*** Supplied text Section Begins ***
# Adding binary flags for missing values for ML

In [26]:
from pandas import read_csv
import numpy as np
import pandas as pd
from sklearn.ensemble import RandomForestClassifier
from sklearn.impute import SimpleImputer
from sklearn.model_selection import cross_val_score
from sklearn.model_selection import RepeatedStratifiedKFold
from sklearn.pipeline import Pipeline

url = 'https://raw.githubusercontent.com/jbrownlee/Datasets/master/horse-colic.csv'
df = read_csv(url, header=None, na_values='?')
data = df.values

ix = [i for i in range(data.shape[1]) if i !=23]
X, y = data[:, ix], data[:,23]
print(X.shape, y.shape)

(300, 27) (300,)


# Impute Dataset

Let's evaluate a model on this dataset.

We'll use the SimpleImputer class to perform statistical imputation and replace the missing values with the mean of each column, then fit a RandomForest model on the dataset.

- Define a pipeline that performs imputation, fit the model and evaluate the pipeline using RepeatedStratifiedKFold Cross-Validation with 3 repeats and 10 folds.

In [27]:
model = RandomForestClassifier()
imputer = SimpleImputer()
pipeline = Pipeline(steps=[('i', imputer), ('m', model)])
cv = RepeatedStratifiedKFold(n_splits=10, n_repeats=3, random_state=1)
scores = cross_val_score(pipeline, X, y, scoring='accuracy', cv=cv, n_jobs=-1)
print('Mean Accuracy: %.3f (%.3f)' % (np.mean(scores), np.std(scores)))

Mean Accuracy: 0.857 (0.060)


Running the example evaluates the RandomForest with mean satistical imputation on the dataset.

In this case, the pipeline achieved an estimated accuracy of about 85%.

# Model with a Binary Flag for Missing Values

It's possible that knowledge of whether a rown containing missing values or not could be useful to the model when making a prediction. To let the model know, provide an additional column that is a binary flag indicating whether the row had a missing value or not. (0: doesn't contain a missing value, 1: contains a missing value which was or will be imputed).

In [28]:
print(X.shape)
a = X.sum(axis=1)
a[~np.isnan(a)] = 0
a[np.isnan(a)] = 0
a[np.isnan(a)] = 1
a = a.reshape(len(a), 1)
X = np.hstack((X, a))
print(X.shape)

(300, 27)
(300, 28)


The first print statement reports the number of rows and columns from the imported dataset as expected.

The second print statement includes the new binary variable indicating whether a row contains a missing value is created and added to the end of the input variables. Confirming the addition of the feature, from 27 to 28 columns.

Now we can evaluate the model as we did earlier on with the additional binary flag and see if it impacts model performance.

In [29]:
cv = RepeatedStratifiedKFold(n_splits=10, n_repeats=3, random_state=1)
scores = cross_val_score(pipeline, X, y, scoring='accuracy', cv=cv, n_jobs=-1)
print(f'Mean Accuracy: {np.mean(scores)}, {np.std(scores)}')

Mean Accuracy: 0.860264491410209, 0.05024650960924143


Specific results on the run may vary given the stochastic nature of the algorithm, the evaluation procedure and differences in precision across machines. Try running it a few times.

Either way, in this case we see a lift in performance to 86%. A statistically insignificant difference.
*** Supplied text Section Ends ***
*** Recorded data Section Begins ***
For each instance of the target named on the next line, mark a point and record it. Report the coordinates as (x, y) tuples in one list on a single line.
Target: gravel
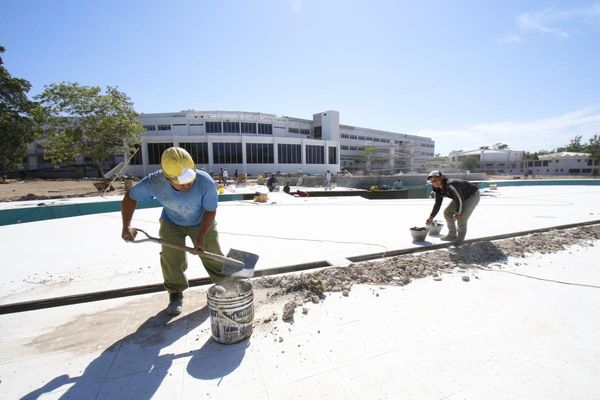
[(401, 270)]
*** Recorded data Section Ends ***
Exercises to complete –
- a) From the notebook on binary flags for missing values, duplicate the stretch from "ix = [i for" through "and 10 folds.".
- b) In the notebook on binary flags for missing values, how many repeats and folds does the cross-validation use?

Answers to each task –
- a)
ix = [i for i in range(data.shape[1]) if i !=23]
X, y = data[:, ix], data[:,23]
print(X.shape, y.shape)

(300, 27) (300,)


# Impute Dataset

Let's evaluate a model on this dataset.

We'll use the SimpleImputer class to perform statistical imputation and replace the missing values with the mean of each column, then fit a RandomForest model on the dataset.

- Define a pipeline that performs imputation, fit the model and evaluate the pipeline using RepeatedStratifiedKFold Cross-Validation with 3 repeats and 10 folds.

- b) It uses 3 repeats and 10 folds.